Written task:
Turn every line of the data below into a numbered list, skipping any blank lines. Leave the pictures out of your answer.

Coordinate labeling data
-.-.-
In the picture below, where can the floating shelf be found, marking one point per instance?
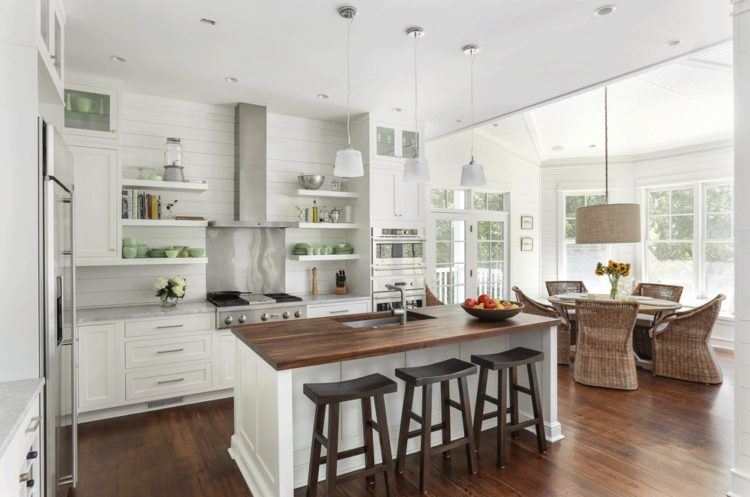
(326, 193)
(337, 226)
(163, 223)
(332, 257)
(144, 261)
(164, 185)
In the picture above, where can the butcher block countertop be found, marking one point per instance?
(311, 342)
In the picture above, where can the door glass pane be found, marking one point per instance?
(450, 255)
(385, 141)
(87, 110)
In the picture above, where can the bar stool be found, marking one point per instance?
(502, 362)
(366, 388)
(426, 376)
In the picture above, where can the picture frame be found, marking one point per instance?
(527, 222)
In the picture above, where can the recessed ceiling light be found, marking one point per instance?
(605, 10)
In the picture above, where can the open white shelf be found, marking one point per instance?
(144, 261)
(163, 222)
(164, 185)
(332, 257)
(337, 226)
(326, 193)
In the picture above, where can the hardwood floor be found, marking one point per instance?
(668, 438)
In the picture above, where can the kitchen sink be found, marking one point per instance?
(388, 321)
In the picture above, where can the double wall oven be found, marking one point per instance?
(398, 259)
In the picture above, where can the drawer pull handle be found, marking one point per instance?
(34, 424)
(176, 380)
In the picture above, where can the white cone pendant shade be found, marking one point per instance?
(609, 223)
(348, 163)
(417, 170)
(472, 174)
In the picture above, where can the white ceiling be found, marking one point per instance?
(286, 51)
(681, 103)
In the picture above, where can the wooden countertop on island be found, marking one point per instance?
(310, 342)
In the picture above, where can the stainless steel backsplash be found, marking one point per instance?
(246, 259)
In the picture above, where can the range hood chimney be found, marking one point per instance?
(250, 170)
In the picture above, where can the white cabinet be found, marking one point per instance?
(97, 367)
(392, 199)
(97, 202)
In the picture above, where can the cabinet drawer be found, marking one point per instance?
(319, 311)
(162, 326)
(165, 381)
(156, 352)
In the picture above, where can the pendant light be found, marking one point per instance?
(348, 161)
(472, 174)
(416, 169)
(608, 223)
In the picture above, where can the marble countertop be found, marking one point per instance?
(142, 311)
(15, 401)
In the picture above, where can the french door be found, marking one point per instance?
(470, 255)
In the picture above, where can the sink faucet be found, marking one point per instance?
(402, 310)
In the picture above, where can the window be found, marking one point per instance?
(578, 261)
(689, 240)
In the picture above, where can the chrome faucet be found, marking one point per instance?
(402, 310)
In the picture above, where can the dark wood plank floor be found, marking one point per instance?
(669, 438)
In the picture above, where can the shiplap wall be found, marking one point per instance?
(506, 172)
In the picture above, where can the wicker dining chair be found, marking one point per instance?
(682, 344)
(531, 306)
(565, 286)
(604, 353)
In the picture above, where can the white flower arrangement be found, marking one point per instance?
(170, 290)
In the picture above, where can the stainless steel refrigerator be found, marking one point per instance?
(59, 341)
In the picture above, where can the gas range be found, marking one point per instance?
(247, 308)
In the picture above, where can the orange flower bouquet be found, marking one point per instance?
(614, 271)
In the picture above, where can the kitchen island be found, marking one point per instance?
(273, 419)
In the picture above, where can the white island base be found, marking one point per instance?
(273, 419)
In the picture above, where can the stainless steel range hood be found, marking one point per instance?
(250, 170)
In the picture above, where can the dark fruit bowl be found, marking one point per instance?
(492, 314)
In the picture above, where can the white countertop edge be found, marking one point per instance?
(16, 398)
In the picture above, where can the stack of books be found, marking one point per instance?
(141, 205)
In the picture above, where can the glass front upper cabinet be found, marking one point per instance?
(91, 111)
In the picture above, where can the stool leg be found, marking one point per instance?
(514, 400)
(471, 451)
(502, 412)
(541, 441)
(479, 406)
(424, 455)
(333, 448)
(313, 470)
(445, 414)
(403, 432)
(367, 431)
(385, 446)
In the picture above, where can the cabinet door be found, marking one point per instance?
(97, 368)
(383, 194)
(96, 201)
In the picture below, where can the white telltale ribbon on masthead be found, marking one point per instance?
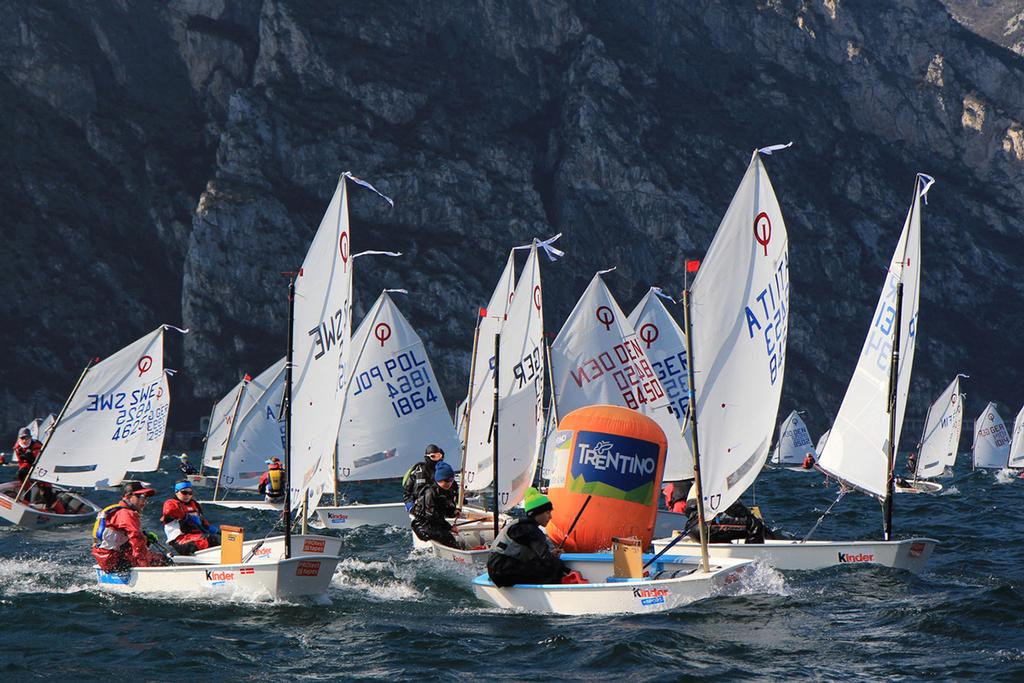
(372, 252)
(928, 182)
(358, 181)
(773, 147)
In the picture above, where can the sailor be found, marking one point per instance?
(118, 541)
(737, 521)
(522, 553)
(675, 496)
(435, 504)
(420, 474)
(27, 451)
(271, 484)
(184, 524)
(185, 466)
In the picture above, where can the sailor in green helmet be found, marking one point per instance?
(522, 553)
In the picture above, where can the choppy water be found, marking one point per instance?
(393, 614)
-.-.-
In response:
1. In the picture below, where can the floating shelf be found, marking one point per instance?
2. (326, 193)
3. (337, 226)
4. (163, 223)
5. (332, 257)
6. (144, 261)
7. (164, 185)
8. In the picture above, where can the butcher block countertop be found, marking one point per instance?
9. (311, 342)
10. In the picture above, where can the door glass pane be found, marking one point per instance?
11. (450, 255)
12. (385, 141)
13. (87, 110)
14. In the picture above, where can the bar stool be found, marking one point per instance?
15. (502, 362)
16. (366, 388)
17. (426, 376)
18. In the picture above, where can the picture frame be found, marking one point per instance?
19. (527, 222)
20. In the picture above, where can the recessed ceiling light be found, marking one point per instance?
21. (605, 10)
22. In the picture above, where can the open white shelf be found, marking one point per instance?
23. (144, 261)
24. (163, 222)
25. (164, 185)
26. (332, 257)
27. (337, 226)
28. (326, 193)
29. In the picture above, where can the hardwood floor be found, marking one point per instance?
30. (668, 438)
31. In the picture above, where can the kitchen sink be found, marking one point per instance?
32. (388, 321)
33. In the picture above, where can the double wall oven be found, marking one point per instance?
34. (398, 259)
35. In the picture above, where can the drawer pull handle be found, marking one point per instance?
36. (34, 424)
37. (176, 380)
38. In the picture above, where can the white cone pendant shade be found, marking one point per instance?
39. (609, 223)
40. (348, 163)
41. (417, 170)
42. (472, 174)
43. In the picture above, where can the white ceiling be found, marking one point per instance?
44. (286, 51)
45. (681, 103)
46. In the picture above, where can the wooden countertop on island be found, marking one point per instance?
47. (310, 342)
48. In the picture above, where can the stainless steel backsplash be found, marking one point per instance?
49. (246, 259)
50. In the picture above, where can the range hood chimney be found, marking one point per instance?
51. (250, 170)
52. In the picture above, where can the white cabinet be found, marking one point per instance?
53. (97, 367)
54. (392, 199)
55. (97, 202)
56. In the picture above, where can the cabinet drawer be found, marking one point per instance?
57. (319, 311)
58. (162, 326)
59. (165, 381)
60. (156, 352)
61. In the picture above, where can the pendant light be found, marking one point per instance?
62. (348, 161)
63. (472, 174)
64. (416, 169)
65. (608, 223)
66. In the picture above, where can the marble countertop be found, marking one point per instance?
67. (142, 311)
68. (15, 401)
69. In the picture above, where can the french door be found, marking one point per instance?
70. (470, 255)
71. In the picture above, where can the sink faucet be found, marking one point per instance?
72. (402, 310)
73. In the picture above, where can the window be found, marking one point per instance?
74. (578, 261)
75. (689, 240)
76. In the picture above, where can the chrome faucet be found, marking one point per instance?
77. (402, 310)
78. In the picture above, where can the dark wood plank floor be found, marking one point per instance?
79. (669, 438)
80. In the picture above, where can the shiplap wall be found, marking one point per instance?
81. (506, 172)
82. In the picture above, where can the wicker dining chair be found, marking one point per instance?
83. (682, 344)
84. (531, 306)
85. (565, 286)
86. (604, 353)
87. In the picture above, where can the white flower arrangement be found, marking one point per instance?
88. (170, 290)
89. In the picture above, where can the stainless steel refrigerator be found, marking one point per instance?
90. (59, 341)
91. In the picture above, where can the gas range be found, marking one point per instance?
92. (247, 308)
93. In the picture above, where can the orange flower bouquet be found, marking one point per instance?
94. (614, 271)
95. In the picture above, where can the kitchen island be found, marking one point per instance?
96. (273, 419)
97. In the picture above, where can the white island base be found, marking one point per instance?
98. (273, 419)
99. In the picture above, where can the stainless steel range hood be found, marking one point per instance?
100. (250, 170)
101. In the picture above, where can the dark fruit bowl be found, marking one point per instance?
102. (492, 314)
103. In the picture above, where can the white countertop edge be found, marking one point per instance?
104. (16, 398)
105. In the picture above, where can the stack of books be found, marking one point per instance?
106. (141, 205)
107. In the picture above, where can the glass front upper cabinet be found, marking one point per instance?
108. (91, 111)
109. In the picture above, where can the stool leg be found, marking one point per instance?
110. (514, 400)
111. (471, 451)
112. (502, 412)
113. (541, 441)
114. (479, 406)
115. (424, 455)
116. (333, 448)
117. (313, 470)
118. (445, 414)
119. (403, 432)
120. (367, 431)
121. (385, 446)
122. In the picture above, where can the cabinet door be found, marking one point per instance?
123. (97, 368)
124. (383, 194)
125. (96, 201)
126. In the picture below, where can the white telltale ribbon on masthead be found, marking one point per instance?
127. (372, 252)
128. (928, 182)
129. (358, 181)
130. (773, 147)
131. In the picture above, where can the sailor be found, marking one point per instance?
132. (118, 541)
133. (737, 521)
134. (522, 553)
135. (675, 496)
136. (435, 504)
137. (420, 474)
138. (27, 451)
139. (271, 484)
140. (184, 524)
141. (185, 466)
142. In the picture above, where can the sailor in green helmet be found, marking one point per instance?
143. (522, 553)
144. In the picture above, where can the choppy water be found, marking one point per instance?
145. (393, 614)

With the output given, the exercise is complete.